* PAGE EXCERPT:
In May 2021, Netflix debuted a 5-part ‘tell-all’ mini-series about the iconic fashion designer Halston. A lot of it wasn’t true. I know, because I was there.

Aside from an occasional frisson of PSTD when I read more than a page of Vogue, I haven’t thought much about Halston since I contributed an essay about Halston’s outrageously edgy lover/window designer Victor Hugo to “Silver and Suede: Halston and Warhol” (Abrams) in 2014.  The nightmares caused by my first post-college job – two years of servitude to one of Fashion’s All-Time Bullies – have mostly subsided.

I joined Halston at the beginning of His Last Act. He’d already sold his name to a corporation; the Bohemian buddies from his hat-designing days got the cold shoulder if they showed up; while coke-fueled nights at Studio 54 put paid to his heretofore rigorous Mid-Western work ethic. As the designer became increasingly nasty and erratic, the prevailing mood in his tiny atelier shifted from tension to sheer terror.   

There were only ten of us and aside from his in-house Ivy League lawyer and the woman who ran the workrooms, we never had job descriptions unless  “indentured entourage suffering from terminal Stockholm Syndrome” counts as a career. Why did we put up with the screaming, the insults, unrealistic demands and explosive tantrums? I have no idea. What could he do except fire us? As the designated person in charge of forging Halton’s (rather Donald Trumpish) signature on gift cards and fan mail, I remember sweating bullets when he dumped an enormous,  24-carat gold trimmed crocodile address book on my desk and was told to fill it up in his handwriting. Problem? After Liza, Liz, Andy, Elsa and Bianca… what friends? 

Netflix brought it all back. It’s a very weird experience to see a chapter of one’s life fictionalized with actors (who look nothing like the people you knew) saying and doing things they never would in real life… and perhaps more importantly in the Halston-verse… not wearing the right clothes.  The sets, however, were spot-on… especially Halston’s creepy, tomb-like East Side townhouse which (with its catwalk mezzanine and no-rail staircase) always scared me when I had to retrieve something he’d forgotten to bring to the office.

* DATA EXCERPTS:
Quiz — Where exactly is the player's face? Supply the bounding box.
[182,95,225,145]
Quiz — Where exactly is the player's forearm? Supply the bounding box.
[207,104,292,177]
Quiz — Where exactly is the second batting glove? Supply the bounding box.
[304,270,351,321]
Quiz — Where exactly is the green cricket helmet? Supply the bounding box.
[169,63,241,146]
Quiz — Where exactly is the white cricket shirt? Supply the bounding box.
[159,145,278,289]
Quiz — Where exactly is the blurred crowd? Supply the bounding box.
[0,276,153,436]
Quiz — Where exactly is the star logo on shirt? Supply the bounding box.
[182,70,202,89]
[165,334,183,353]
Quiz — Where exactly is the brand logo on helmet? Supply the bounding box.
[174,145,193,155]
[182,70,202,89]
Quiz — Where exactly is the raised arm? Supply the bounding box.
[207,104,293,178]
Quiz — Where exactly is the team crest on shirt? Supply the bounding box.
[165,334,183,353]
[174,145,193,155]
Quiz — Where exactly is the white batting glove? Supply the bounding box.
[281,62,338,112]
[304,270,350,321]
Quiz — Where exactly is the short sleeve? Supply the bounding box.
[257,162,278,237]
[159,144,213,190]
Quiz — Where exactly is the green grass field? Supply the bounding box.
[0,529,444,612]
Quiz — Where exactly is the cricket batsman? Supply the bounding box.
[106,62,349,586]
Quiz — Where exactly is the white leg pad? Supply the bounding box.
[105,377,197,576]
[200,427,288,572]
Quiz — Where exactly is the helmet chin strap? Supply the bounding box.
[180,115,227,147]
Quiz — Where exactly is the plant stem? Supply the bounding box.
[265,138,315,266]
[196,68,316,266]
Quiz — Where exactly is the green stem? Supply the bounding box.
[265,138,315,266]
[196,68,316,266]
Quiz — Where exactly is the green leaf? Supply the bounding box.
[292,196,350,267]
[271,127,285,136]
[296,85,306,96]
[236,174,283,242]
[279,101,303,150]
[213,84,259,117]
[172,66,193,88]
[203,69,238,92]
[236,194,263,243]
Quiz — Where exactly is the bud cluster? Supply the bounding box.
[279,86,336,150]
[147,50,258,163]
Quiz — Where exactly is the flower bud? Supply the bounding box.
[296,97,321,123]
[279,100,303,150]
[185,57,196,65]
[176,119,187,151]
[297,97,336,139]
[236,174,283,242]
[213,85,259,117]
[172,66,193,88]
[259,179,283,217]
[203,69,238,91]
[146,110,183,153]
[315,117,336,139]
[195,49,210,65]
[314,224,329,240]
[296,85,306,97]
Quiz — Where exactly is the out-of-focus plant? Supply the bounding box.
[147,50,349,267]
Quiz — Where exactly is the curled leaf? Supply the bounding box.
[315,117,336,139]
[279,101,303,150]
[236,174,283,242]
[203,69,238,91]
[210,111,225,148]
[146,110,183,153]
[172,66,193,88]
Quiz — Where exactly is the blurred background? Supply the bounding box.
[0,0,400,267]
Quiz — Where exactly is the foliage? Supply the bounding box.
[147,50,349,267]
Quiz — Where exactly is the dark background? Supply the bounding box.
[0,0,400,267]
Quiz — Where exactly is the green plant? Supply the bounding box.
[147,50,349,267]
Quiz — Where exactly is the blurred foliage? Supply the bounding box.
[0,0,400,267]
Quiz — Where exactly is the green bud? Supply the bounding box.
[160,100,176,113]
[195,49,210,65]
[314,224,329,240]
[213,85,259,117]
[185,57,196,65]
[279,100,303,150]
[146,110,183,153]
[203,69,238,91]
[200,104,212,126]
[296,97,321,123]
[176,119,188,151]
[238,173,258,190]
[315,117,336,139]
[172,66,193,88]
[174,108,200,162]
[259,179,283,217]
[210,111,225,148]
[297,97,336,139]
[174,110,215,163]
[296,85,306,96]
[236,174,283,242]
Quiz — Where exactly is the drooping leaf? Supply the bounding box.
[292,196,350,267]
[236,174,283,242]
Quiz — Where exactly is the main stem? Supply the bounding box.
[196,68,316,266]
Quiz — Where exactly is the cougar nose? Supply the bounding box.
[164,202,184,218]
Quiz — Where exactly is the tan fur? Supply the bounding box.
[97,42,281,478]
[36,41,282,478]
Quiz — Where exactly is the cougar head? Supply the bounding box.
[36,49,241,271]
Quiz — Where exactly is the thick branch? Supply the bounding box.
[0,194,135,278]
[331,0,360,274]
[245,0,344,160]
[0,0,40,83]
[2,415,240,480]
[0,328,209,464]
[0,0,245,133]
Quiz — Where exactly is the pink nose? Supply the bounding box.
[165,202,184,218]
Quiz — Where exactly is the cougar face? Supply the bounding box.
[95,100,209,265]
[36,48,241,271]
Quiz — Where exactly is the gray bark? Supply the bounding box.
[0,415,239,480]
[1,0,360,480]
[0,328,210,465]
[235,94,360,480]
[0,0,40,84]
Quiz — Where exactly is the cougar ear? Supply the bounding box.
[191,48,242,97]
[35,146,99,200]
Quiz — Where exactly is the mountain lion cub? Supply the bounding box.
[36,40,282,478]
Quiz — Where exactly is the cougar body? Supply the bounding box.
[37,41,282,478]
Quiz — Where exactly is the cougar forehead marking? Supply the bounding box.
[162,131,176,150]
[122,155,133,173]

* WHAT YOU WILL DO:
**A.** Copy out the Halston essay word for word, starting at "In May 2021, Netflix" and ending at "I was there.".
**B.** Pick up the Halston essay after its last sentence and keep writing it.

* SOLVED PROBLEMS:
**A.**
In May 2021, Netflix debuted a 5-part ‘tell-all’ mini-series about the iconic fashion designer Halston. A lot of it wasn’t true. I know, because I was there.

**B.**
One can’t really fault the scriptwriters. True, they should have checked in with the very few Halston employees who survived the 80s but (also true) no writer, short of Sophocles, has the chops for Halston’s bitter saga of talent, beauty, hubris, disgrace and death.  Jay Gatsby personifies a purely American decline and fall but there’s something altogether archaic and Greek to Halston’s undoing. It embodies Aristotle’s recipe of ‘pity and fear’ induced not by the protagonist’s “vice and depravity but via an error of “judgement and shortcoming”.

This fits kike an Ultrasuede glove. For all the wild debauchery surrounding Halston, it was –  in a sense – an age of innocence. New York’s party people hadn’t yet tumbled to the idea that mass quantities of cocaine or unprotected sex with strangers might be fatal. Certainly, the owners of a cash-only club like Studio 54 expected to do prison time for tax evasion (even with Roy Cohn as defence) and Halston blithely signed his name away to a corporation in the kind of deal that Faust would have passed on.

Was it Halston’s move from his cosy East Side townhouse to the haughty splendour of the 52nd floor of the Olympic (!) Tower that so angered Zeus and Hera? Certainly, he never caught a break after that. The night before the move, a freak storm piled 4 feet of snow all across Manhattan. Shortly after moving in, a sheik’s indoor swimming pool flooded the fabric rooms. The mirrored showroom walls kept smashing with 7 and 7 and 7 more years of bad luck. Since messengers with bad news were always shot, Halston was always the last to know anything that was going on.  

It was an unhappy period for all concerned but here are the things that Netflix got wrong.

  1. Ewan McGregor? Much too short and too nice even when in a rage. Halston’s Darth Vaderish mystique depended on an all black wardrobe, mirrored sunglasses worn inside, and HEIGHT.  (The guy who played Victor Hugo was perfect.)
  2. Halston had an in-house lawyer.
  3. Elsa Peretti did not stomp on the sable Halston gave her in a nightclub. She threw it into a fireplace.
  4. Frumpy clothes and frizzy hair on Halston employees? Never!
  5. Sassy Johnson did not buy his drugs.